'''

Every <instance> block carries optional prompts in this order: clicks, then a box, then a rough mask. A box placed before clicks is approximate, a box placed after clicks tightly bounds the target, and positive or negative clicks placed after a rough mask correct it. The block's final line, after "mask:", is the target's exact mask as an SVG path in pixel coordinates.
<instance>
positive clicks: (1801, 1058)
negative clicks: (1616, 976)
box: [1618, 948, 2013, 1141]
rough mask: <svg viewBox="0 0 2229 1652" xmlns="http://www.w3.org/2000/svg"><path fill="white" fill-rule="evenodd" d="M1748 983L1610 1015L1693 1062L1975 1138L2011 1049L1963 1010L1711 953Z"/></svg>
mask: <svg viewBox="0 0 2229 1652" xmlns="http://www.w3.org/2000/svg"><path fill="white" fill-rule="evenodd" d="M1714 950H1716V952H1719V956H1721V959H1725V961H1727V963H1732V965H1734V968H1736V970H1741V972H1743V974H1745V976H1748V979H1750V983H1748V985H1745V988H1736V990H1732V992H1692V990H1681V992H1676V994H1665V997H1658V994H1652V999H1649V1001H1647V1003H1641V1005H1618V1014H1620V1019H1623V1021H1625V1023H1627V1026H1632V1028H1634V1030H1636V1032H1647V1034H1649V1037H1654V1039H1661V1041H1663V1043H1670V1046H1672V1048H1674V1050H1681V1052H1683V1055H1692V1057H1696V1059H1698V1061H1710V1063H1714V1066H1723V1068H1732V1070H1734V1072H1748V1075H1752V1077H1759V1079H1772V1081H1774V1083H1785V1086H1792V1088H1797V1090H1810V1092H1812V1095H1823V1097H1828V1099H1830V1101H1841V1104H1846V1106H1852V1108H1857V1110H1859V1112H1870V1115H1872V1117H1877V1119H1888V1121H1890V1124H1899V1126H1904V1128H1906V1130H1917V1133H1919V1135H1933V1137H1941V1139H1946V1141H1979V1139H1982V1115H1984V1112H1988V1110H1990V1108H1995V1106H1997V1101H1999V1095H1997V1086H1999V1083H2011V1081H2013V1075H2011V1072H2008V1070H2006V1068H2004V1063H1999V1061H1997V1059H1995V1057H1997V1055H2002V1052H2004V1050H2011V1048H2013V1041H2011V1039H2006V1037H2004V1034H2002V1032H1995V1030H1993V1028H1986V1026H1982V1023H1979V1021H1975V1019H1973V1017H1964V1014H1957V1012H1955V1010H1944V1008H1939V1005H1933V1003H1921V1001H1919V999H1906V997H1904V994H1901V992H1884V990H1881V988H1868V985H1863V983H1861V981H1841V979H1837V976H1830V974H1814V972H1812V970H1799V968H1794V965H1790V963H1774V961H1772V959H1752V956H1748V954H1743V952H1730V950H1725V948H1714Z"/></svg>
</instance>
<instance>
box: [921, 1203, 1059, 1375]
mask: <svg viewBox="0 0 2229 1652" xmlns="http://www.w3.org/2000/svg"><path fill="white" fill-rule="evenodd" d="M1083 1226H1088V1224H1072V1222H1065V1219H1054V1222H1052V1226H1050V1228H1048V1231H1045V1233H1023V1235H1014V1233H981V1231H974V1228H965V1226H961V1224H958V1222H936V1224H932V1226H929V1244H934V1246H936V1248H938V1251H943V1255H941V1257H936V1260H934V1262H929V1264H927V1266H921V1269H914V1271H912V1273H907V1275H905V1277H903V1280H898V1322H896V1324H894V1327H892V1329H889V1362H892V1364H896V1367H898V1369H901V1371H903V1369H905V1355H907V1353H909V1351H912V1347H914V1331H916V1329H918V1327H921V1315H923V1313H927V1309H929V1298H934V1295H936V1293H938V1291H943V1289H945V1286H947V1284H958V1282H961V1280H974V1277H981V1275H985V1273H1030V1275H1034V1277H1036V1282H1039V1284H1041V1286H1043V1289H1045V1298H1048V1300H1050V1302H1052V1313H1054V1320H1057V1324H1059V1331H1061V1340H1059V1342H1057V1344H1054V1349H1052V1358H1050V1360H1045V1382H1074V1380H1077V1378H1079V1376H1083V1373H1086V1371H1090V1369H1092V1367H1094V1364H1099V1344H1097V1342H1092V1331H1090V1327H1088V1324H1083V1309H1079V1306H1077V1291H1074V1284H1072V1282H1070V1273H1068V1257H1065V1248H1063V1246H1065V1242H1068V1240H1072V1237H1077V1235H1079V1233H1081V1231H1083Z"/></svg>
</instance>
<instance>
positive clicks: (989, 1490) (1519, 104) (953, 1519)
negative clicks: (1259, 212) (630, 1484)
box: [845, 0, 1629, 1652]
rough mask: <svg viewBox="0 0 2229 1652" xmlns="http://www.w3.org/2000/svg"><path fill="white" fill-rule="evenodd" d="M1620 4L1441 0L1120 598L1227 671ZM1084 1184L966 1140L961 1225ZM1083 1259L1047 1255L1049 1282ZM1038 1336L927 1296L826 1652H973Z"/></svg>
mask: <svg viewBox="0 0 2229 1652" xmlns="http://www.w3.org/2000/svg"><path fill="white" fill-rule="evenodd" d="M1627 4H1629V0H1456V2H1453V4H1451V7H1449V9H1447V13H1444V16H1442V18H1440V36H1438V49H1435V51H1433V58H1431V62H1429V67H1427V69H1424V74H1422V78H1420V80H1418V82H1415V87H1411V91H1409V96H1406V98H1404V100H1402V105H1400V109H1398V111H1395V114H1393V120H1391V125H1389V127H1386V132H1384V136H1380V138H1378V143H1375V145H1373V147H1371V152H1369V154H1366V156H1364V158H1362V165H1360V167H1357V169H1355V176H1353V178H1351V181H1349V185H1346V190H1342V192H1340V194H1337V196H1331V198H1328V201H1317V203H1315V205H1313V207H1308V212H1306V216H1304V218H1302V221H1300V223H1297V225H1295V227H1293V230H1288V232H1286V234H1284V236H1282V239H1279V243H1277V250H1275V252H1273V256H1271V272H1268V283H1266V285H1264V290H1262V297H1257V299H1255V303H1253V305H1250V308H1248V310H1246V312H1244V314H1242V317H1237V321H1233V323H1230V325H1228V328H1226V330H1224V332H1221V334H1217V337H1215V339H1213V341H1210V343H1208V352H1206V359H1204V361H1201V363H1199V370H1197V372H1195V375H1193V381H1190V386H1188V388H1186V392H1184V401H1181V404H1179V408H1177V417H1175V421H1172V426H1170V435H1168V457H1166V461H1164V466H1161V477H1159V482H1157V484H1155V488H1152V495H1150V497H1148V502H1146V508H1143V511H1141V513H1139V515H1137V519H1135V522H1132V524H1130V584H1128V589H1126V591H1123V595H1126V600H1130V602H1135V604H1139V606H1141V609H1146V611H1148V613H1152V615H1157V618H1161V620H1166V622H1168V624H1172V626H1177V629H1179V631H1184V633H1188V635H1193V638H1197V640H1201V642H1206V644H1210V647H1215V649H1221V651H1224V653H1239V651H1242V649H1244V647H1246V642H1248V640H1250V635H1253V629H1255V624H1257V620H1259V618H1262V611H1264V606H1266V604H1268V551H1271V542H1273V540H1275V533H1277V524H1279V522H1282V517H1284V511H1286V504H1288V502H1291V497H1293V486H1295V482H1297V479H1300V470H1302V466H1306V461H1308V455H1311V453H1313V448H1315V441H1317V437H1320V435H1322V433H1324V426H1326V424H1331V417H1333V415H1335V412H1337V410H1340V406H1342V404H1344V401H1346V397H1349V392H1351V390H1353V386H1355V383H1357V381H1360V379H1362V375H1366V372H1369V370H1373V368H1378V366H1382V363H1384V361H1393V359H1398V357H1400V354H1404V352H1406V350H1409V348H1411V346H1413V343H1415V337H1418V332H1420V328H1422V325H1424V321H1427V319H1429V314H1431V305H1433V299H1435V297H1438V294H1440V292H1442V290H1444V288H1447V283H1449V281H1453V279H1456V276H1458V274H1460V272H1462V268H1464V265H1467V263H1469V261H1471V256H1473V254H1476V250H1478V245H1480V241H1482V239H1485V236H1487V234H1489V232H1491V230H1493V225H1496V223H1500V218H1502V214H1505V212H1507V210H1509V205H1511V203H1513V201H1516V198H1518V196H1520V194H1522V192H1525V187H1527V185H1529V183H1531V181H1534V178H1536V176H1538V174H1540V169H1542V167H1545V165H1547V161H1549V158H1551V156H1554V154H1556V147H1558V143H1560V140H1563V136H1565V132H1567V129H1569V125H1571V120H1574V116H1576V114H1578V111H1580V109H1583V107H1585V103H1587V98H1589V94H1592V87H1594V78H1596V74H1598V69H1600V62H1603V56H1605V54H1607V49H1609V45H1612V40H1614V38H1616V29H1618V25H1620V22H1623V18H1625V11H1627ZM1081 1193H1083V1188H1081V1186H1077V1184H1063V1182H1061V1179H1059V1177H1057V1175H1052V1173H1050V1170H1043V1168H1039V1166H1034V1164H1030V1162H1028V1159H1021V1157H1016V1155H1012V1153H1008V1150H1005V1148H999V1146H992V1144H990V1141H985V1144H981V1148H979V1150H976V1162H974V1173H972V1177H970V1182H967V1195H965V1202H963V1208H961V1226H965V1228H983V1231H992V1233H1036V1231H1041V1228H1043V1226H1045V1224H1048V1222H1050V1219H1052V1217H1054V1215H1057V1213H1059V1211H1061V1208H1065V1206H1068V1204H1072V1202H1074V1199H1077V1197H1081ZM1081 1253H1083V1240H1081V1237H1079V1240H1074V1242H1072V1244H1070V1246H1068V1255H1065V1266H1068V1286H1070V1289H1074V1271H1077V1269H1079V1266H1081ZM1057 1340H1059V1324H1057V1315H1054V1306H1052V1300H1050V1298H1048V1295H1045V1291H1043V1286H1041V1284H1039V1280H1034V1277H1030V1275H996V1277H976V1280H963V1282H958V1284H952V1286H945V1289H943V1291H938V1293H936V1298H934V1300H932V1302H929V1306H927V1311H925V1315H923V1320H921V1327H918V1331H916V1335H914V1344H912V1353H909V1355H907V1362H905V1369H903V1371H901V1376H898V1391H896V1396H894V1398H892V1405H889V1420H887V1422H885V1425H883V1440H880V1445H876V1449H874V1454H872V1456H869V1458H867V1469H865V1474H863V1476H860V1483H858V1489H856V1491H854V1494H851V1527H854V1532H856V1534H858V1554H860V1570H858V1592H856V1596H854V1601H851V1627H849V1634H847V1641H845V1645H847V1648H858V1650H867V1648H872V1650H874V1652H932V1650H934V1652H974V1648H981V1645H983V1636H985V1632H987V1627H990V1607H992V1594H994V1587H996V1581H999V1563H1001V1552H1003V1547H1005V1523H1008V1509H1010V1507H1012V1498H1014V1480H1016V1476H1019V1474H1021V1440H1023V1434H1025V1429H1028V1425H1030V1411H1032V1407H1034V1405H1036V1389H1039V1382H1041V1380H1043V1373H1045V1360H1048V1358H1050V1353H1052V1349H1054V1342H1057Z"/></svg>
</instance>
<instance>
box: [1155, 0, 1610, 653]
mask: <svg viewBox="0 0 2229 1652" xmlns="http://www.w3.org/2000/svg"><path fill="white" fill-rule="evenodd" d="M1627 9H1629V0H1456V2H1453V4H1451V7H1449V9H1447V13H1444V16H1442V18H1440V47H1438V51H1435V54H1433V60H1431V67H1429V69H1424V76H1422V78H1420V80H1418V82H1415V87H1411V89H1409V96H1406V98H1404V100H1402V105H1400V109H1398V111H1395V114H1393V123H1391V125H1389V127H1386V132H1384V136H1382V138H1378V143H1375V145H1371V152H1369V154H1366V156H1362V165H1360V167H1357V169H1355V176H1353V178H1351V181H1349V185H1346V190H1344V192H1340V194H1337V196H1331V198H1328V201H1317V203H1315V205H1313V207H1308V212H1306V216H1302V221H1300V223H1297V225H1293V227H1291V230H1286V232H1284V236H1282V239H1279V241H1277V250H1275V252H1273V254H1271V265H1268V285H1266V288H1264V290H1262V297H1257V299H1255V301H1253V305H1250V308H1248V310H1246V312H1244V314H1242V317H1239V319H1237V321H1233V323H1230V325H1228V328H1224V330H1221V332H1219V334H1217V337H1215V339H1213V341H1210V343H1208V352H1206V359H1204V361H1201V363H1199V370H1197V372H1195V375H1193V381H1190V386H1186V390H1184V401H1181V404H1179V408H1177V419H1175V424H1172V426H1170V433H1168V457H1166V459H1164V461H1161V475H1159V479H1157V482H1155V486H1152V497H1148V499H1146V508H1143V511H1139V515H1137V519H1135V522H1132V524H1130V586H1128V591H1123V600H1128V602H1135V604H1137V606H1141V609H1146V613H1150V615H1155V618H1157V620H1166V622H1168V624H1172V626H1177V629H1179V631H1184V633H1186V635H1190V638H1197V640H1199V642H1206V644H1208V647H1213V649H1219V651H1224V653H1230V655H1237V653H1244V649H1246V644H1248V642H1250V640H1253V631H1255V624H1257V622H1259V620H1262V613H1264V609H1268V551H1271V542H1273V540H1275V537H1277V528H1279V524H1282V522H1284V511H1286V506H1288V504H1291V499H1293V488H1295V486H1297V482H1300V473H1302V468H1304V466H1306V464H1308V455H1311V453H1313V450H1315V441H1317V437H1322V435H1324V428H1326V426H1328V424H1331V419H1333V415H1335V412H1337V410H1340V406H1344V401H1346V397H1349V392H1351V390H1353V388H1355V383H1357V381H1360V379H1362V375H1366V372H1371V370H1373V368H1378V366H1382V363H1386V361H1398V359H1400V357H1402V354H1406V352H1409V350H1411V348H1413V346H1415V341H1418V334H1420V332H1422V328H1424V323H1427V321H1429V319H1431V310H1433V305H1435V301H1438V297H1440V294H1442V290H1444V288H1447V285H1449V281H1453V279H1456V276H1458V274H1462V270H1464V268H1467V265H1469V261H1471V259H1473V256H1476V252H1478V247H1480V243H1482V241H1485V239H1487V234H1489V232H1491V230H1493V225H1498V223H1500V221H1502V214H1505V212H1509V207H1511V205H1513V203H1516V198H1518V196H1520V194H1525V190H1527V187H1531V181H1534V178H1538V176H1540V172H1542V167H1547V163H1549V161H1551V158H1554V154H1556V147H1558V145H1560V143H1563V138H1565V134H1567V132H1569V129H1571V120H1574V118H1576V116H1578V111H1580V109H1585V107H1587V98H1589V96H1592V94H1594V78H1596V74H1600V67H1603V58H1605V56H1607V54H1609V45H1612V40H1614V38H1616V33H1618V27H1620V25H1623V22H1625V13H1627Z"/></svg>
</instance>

'''

**Problem to work on:**
Can you restate, word for word, the lines running from the first line through the line containing "983L1610 1015L1693 1062L1975", with both of those lines included?

**Task result:**
Every <instance> block carries optional prompts in this order: clicks, then a box, then a rough mask. A box placed before clicks is approximate, a box placed after clicks tightly bounds the target, and positive or negative clicks placed after a rough mask correct it. The block's final line, after "mask:", is the target's exact mask as an SVG path in pixel coordinates.
<instance>
positive clicks: (1801, 1058)
negative clicks: (1616, 976)
box: [1618, 948, 2013, 1141]
rough mask: <svg viewBox="0 0 2229 1652" xmlns="http://www.w3.org/2000/svg"><path fill="white" fill-rule="evenodd" d="M1748 983L1610 1015L1693 1062L1975 1138L2011 1049L1963 1010L1711 953Z"/></svg>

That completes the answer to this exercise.